** START OF SUPPLIED ENTRIES **

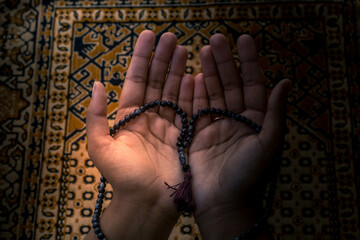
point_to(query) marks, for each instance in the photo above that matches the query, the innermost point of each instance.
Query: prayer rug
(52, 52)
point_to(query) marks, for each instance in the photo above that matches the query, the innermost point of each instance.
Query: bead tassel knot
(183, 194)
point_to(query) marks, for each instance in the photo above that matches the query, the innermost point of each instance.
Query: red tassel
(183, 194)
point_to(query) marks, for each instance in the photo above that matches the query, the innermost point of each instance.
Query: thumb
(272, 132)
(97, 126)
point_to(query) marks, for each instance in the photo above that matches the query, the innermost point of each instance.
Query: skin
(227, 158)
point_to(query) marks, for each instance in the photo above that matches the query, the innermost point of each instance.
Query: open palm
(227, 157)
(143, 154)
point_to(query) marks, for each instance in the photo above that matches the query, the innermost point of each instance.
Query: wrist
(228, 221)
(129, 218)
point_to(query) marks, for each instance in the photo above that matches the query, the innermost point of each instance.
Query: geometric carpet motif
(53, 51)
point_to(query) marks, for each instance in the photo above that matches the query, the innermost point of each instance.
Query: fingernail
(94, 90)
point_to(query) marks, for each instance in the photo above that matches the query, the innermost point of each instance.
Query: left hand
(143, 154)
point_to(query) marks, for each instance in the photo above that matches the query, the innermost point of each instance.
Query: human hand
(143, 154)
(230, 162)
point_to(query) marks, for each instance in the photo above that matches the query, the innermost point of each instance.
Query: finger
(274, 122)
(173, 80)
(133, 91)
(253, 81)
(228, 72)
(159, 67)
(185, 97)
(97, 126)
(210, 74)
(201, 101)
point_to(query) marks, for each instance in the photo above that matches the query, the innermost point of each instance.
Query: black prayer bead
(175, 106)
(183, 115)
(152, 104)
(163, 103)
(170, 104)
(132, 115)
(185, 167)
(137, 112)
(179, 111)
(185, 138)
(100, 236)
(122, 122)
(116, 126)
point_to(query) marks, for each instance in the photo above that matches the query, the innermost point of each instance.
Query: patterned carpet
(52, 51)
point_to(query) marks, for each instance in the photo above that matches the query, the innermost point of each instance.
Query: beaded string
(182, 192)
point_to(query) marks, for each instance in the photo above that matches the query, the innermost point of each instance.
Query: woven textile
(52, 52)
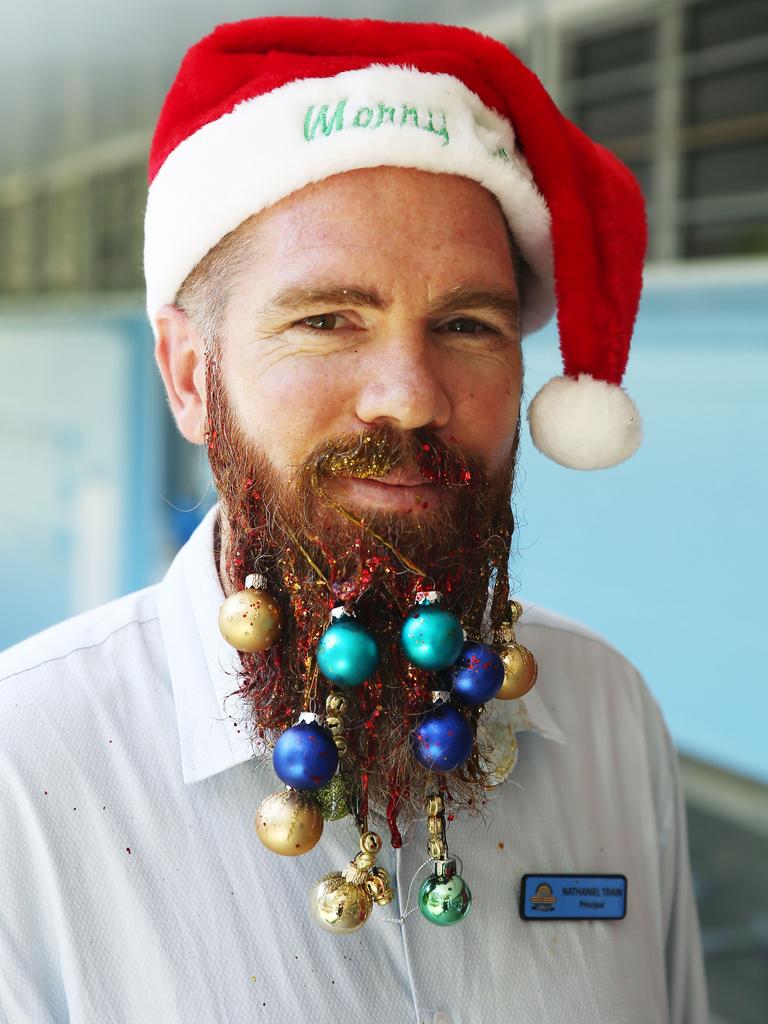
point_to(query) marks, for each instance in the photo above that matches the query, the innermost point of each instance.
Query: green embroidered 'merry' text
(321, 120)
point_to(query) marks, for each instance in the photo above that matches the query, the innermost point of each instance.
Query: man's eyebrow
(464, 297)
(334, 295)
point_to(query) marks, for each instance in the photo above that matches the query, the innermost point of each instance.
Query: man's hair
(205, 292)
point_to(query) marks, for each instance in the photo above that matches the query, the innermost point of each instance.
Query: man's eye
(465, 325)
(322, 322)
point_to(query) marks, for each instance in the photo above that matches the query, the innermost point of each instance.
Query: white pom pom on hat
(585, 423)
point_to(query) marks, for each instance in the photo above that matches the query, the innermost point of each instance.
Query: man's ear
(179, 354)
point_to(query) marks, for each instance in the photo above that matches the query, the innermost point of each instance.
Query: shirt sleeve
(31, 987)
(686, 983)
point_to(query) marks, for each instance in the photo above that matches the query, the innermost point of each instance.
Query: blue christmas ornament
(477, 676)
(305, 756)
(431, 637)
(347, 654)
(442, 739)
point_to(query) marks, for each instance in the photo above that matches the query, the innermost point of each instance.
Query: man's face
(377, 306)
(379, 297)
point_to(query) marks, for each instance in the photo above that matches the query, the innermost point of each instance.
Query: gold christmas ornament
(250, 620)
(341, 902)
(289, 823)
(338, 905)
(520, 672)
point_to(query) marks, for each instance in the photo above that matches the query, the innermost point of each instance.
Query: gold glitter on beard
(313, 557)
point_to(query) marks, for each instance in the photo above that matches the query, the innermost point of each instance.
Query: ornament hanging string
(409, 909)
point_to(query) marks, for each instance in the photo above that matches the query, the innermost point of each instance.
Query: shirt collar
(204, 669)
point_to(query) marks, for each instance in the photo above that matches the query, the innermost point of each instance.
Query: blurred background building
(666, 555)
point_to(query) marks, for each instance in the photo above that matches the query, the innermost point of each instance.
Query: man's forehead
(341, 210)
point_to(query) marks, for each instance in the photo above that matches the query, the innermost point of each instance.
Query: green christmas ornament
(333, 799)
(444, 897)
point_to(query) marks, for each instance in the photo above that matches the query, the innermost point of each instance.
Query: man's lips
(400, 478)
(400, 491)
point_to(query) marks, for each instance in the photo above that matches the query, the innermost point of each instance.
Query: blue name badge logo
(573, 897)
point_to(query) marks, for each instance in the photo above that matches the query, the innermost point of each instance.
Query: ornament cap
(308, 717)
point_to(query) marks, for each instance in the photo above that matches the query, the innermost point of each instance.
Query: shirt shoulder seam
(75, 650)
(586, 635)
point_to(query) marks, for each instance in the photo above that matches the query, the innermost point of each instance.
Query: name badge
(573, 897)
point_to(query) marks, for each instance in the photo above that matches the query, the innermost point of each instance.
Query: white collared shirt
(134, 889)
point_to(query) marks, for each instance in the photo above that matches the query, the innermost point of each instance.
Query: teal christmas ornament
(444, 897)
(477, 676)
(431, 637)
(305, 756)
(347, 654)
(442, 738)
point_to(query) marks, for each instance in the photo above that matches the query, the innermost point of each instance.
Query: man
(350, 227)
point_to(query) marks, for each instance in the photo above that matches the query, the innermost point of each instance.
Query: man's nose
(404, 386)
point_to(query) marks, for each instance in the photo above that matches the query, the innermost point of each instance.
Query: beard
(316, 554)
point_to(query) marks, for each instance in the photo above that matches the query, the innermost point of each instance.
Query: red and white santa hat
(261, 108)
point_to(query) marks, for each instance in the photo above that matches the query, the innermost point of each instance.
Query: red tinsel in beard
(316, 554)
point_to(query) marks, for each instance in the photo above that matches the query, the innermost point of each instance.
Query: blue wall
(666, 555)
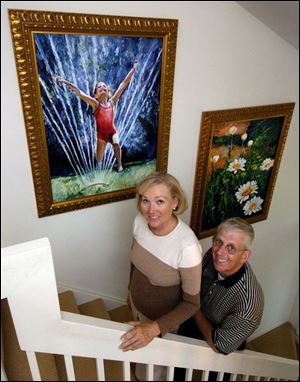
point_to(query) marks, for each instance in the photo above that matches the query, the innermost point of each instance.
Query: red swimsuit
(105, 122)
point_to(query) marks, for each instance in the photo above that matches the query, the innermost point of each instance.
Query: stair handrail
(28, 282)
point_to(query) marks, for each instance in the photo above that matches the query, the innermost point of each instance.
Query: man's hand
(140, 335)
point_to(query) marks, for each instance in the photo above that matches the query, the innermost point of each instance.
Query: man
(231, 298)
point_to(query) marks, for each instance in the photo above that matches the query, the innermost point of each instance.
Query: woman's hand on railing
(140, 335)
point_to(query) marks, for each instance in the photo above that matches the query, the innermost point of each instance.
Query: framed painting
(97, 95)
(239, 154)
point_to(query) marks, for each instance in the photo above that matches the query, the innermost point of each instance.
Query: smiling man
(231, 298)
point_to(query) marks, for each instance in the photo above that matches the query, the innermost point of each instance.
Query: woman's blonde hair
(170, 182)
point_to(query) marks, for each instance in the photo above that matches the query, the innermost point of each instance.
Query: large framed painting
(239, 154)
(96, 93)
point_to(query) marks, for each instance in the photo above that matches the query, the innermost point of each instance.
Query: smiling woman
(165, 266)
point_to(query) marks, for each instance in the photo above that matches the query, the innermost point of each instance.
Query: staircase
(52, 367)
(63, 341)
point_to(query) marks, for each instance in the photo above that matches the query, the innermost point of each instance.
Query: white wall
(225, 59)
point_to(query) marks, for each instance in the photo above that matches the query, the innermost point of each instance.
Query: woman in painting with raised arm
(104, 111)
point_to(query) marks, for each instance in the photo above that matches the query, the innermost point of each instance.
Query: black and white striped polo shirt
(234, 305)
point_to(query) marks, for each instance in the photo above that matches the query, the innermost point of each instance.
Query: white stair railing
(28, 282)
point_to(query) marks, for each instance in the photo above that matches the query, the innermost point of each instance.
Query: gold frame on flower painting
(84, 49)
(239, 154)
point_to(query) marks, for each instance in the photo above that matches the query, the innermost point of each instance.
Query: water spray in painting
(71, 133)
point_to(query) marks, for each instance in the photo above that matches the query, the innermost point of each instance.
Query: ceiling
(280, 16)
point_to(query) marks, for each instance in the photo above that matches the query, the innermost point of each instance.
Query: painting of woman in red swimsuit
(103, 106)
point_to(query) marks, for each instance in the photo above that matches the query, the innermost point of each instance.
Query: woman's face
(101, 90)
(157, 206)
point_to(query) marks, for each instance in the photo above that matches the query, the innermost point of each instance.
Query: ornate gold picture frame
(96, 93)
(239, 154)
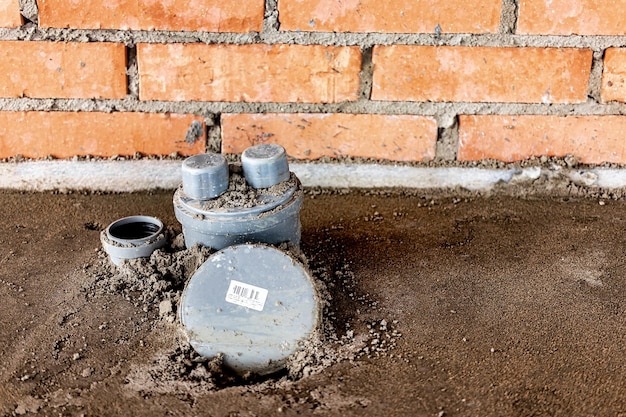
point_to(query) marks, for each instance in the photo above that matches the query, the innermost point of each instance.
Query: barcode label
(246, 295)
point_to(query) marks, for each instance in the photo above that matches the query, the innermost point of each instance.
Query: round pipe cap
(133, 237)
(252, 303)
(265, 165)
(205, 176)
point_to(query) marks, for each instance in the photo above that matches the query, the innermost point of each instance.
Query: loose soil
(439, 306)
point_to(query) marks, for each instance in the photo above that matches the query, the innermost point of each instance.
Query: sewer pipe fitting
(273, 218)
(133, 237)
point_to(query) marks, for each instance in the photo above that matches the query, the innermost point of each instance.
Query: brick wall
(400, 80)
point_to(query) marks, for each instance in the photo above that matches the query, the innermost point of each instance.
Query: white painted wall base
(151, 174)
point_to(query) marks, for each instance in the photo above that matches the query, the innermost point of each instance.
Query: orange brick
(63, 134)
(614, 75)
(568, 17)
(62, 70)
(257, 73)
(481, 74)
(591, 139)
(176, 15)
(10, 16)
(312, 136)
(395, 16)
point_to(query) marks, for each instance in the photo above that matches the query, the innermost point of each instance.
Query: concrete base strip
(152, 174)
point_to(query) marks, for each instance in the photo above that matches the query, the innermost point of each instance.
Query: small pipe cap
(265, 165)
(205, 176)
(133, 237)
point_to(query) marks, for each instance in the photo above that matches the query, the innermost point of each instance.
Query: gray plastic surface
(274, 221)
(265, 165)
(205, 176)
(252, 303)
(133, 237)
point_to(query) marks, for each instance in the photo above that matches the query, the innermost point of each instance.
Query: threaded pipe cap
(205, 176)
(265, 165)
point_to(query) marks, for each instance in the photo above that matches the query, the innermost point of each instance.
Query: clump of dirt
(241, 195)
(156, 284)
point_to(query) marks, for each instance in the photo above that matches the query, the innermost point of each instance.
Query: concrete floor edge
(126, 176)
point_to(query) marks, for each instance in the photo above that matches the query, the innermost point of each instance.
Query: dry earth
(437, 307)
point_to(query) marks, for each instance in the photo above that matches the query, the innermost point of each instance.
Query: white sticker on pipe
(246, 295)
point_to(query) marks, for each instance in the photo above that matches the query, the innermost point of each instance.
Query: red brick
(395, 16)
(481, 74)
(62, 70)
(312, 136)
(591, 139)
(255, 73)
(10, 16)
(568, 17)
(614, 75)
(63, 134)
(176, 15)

** END OF SUPPLIED ENTRIES **

▸ TO BE DONE:
Select and copy each line of the rows that contains the word "black".

▸ EXERCISE RESPONSE:
Query: black prayer bead
Query: black and white striped polo shirt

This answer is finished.